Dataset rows
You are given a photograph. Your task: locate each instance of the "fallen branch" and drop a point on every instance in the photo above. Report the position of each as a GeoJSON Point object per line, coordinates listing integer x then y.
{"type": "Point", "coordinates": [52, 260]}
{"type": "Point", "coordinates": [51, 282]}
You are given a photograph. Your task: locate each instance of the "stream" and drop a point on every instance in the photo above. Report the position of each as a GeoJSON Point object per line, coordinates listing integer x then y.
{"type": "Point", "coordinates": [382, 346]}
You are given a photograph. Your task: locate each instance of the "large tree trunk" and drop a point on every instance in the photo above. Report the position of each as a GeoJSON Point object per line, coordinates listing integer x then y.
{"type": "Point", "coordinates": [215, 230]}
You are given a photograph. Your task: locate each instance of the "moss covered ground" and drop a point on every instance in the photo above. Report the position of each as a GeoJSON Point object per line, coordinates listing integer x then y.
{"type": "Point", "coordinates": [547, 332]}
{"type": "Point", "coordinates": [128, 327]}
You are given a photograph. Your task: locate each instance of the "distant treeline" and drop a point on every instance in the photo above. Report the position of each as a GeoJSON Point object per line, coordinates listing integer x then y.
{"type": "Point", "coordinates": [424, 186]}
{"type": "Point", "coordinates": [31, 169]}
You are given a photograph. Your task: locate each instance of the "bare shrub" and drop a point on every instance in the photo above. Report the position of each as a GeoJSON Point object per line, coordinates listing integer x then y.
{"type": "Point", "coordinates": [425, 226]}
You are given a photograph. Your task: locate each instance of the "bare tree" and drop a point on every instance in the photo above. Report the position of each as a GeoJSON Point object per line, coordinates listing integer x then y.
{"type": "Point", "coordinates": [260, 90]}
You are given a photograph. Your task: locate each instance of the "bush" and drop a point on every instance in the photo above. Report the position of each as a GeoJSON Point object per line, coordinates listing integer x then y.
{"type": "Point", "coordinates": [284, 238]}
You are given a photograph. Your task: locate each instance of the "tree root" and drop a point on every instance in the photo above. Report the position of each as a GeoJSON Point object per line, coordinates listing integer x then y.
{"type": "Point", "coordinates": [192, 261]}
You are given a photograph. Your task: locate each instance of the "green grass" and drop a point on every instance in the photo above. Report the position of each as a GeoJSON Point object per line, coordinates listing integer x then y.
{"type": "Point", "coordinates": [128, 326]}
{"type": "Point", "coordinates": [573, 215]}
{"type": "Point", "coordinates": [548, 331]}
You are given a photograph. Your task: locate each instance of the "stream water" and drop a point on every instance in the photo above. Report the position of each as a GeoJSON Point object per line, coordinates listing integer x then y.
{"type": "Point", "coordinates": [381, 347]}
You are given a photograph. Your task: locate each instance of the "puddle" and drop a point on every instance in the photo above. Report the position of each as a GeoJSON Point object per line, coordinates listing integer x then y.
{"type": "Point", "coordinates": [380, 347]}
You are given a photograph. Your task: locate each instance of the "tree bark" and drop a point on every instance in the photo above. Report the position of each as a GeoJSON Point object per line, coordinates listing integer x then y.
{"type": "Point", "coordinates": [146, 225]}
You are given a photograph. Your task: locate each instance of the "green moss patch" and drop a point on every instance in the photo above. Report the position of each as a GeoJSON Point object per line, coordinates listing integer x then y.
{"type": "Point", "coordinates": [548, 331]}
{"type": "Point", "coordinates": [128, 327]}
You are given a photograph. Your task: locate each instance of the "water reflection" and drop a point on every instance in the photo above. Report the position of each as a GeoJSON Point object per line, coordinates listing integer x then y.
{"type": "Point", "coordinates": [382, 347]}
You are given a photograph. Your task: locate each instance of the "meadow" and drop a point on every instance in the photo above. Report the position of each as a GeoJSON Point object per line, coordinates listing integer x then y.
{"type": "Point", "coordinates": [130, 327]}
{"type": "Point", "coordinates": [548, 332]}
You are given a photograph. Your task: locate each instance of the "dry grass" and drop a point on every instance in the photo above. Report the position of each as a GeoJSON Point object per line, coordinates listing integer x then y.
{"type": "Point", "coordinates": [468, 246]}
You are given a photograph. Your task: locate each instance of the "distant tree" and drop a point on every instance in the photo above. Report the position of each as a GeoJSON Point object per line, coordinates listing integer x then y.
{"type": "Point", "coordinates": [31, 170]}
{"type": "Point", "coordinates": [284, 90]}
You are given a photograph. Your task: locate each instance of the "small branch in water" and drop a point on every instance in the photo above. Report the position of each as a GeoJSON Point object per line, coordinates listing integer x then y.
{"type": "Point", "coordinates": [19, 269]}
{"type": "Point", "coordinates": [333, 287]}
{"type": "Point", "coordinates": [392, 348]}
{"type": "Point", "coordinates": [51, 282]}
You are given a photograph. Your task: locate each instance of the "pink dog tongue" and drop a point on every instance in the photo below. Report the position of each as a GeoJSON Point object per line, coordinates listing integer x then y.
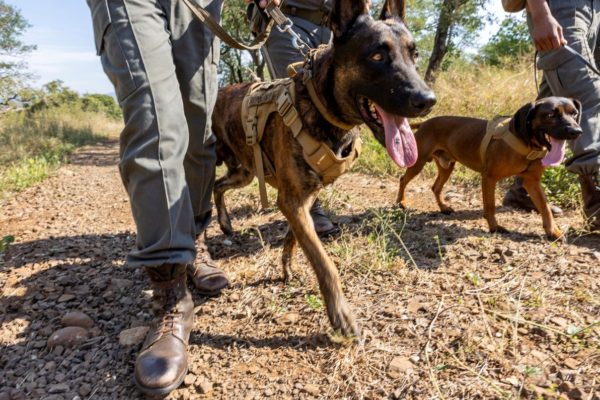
{"type": "Point", "coordinates": [556, 155]}
{"type": "Point", "coordinates": [399, 139]}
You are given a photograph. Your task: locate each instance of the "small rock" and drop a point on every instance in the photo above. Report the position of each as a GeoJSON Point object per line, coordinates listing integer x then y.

PROBLEM TO SOLVE → Restate the data above word for word. Skip every picture.

ANSWER FOR THE TASK →
You are given a photograph. Your task: locate each instance of the "fallen branch" and drop a point on every instance in the photo above. Report the position of each as a GeoJSON Point object per line, coordinates listing integer x then y.
{"type": "Point", "coordinates": [52, 260]}
{"type": "Point", "coordinates": [51, 282]}
You are given a photograph. Your task: locate each instance of the "stream" and drop a point on every instance in the photo above. Report the position of each as a GeoJSON Point object per line, coordinates listing integer x then y.
{"type": "Point", "coordinates": [382, 346]}
You are given a photograph. Your task: locate each instance of the "large tree trunk" and drop a point on every instance in the photo above. Report the position of each as a GeoJSON Point object per line, coordinates listing integer x then y.
{"type": "Point", "coordinates": [215, 230]}
You are given a photograph. Your task: locate each instance of the "moss covered ground" and drop a point on every instance in the photo above. Report the position of each as a GeoJSON Point object per line, coordinates listing integer x then y.
{"type": "Point", "coordinates": [547, 332]}
{"type": "Point", "coordinates": [128, 327]}
You are given a photograph. Your task: locate each instance of the "distant treeline" and drop a point on every instance in the photo above. Report the position of each as a GeoJSON Point object per line, coordinates listing integer x then y.
{"type": "Point", "coordinates": [424, 186]}
{"type": "Point", "coordinates": [31, 169]}
You are given a photograph. Your task: locate each instance of the "bare shrub" and drop a point on every instance in the photo above. Report the position of each as a GeoJSON Point object per line, coordinates listing integer x then y.
{"type": "Point", "coordinates": [425, 226]}
You are given a photograph. Your task: locate each instance of the "bare tree" and drop a point on every instance in the photo above. Report the position of each as a GeoJSON Point object per line, coordinates listing integer x then y.
{"type": "Point", "coordinates": [260, 90]}
You are given a photograph. Your task: locate each instance of the "bush" and drop a point on every instance in the photo above. Report the position of each as a GeoJSON Point object per line, coordinates listing integer x then y.
{"type": "Point", "coordinates": [284, 238]}
You are given a photograph. Your task: locate each instance of the "tree root" and drop a point on every instance in the photo above. Report the position of each as a GeoJSON Point object per line, coordinates listing integer x then y.
{"type": "Point", "coordinates": [192, 261]}
You are given a photograph. Your task: locate each instance of the "green grass" and drop a point on every instance in the photo above. Report the position of each as a GeoJSON Point object per line, coordinates listing integer x then y.
{"type": "Point", "coordinates": [128, 326]}
{"type": "Point", "coordinates": [573, 215]}
{"type": "Point", "coordinates": [548, 331]}
You are given a photograph. Your task: locate each instance of the "stream water" and drop a point on every instance in the photo above. Report the position of each as a GeoJSON Point object per line, coordinates listing integer x then y.
{"type": "Point", "coordinates": [381, 347]}
You are given a photograph. Your task: locate each instance of the "puddle" and drop a point on every instance in the photo above. Report the position of each as a GeoJSON Point object per line, coordinates listing integer x then y.
{"type": "Point", "coordinates": [380, 347]}
You are given a photograph. Your task: locate each instance of the "tree bark" and drop a point on every instance in the photo above. Report the position of each as a GeoJSON Point object per line, coordinates listing integer x then y.
{"type": "Point", "coordinates": [146, 225]}
You are given a photograph. Your task: locate each instance of the "green moss patch" and drop a point on every instance in the photo above. Report the position of each as a GeoJSON Point object per line, coordinates listing integer x then y.
{"type": "Point", "coordinates": [548, 331]}
{"type": "Point", "coordinates": [128, 327]}
You are given a photograph. Your task: locate each instance of the "water reflection" and drop a point on every instance in the photo above. Report the position of each as a GeoJSON Point object per line, coordinates listing integer x then y.
{"type": "Point", "coordinates": [382, 347]}
You are given a photograph. Your task: locate each instance of the "meadow" and drop a point on every instance in the photo above. Report the position of each as a GeoJSON Point object per line, coordinates listing integer x then y.
{"type": "Point", "coordinates": [130, 327]}
{"type": "Point", "coordinates": [548, 332]}
You are given a photograph. Your task: locate each instance of the "dry grass" and drop a point on every instance in the photo above. Report the position of each as a GeoJSON Point object per line, coordinates listing integer x then y.
{"type": "Point", "coordinates": [468, 246]}
You are given a photograph. Your task: locate each instance of the "distant tree" and drop a point on every instance in the photo above. Report the position of each as a GeoJSON Point object per line, coordinates listing integer x then y.
{"type": "Point", "coordinates": [31, 170]}
{"type": "Point", "coordinates": [284, 90]}
You are given a photograph. Your task: locate each instance of the "small branch in water" and drop a point on every instance in the photo above. Report the position of each as a GeoJSON Point object per line, coordinates listing integer x then y.
{"type": "Point", "coordinates": [19, 269]}
{"type": "Point", "coordinates": [333, 287]}
{"type": "Point", "coordinates": [392, 348]}
{"type": "Point", "coordinates": [51, 282]}
You are given a photograph. Your task: locate each instance of the "pink dog tongue" and drop a point on every instance in the photo below. Report the position of each as a GeoJSON Point object per line, coordinates listing integer x then y.
{"type": "Point", "coordinates": [556, 155]}
{"type": "Point", "coordinates": [399, 139]}
You are given a photograph. Your task: locate each instance of the "small rock" and drop a point on every instance in the photo above. Report the position of each as a GeoJSON Point object per line, coordinates listing integer x then y.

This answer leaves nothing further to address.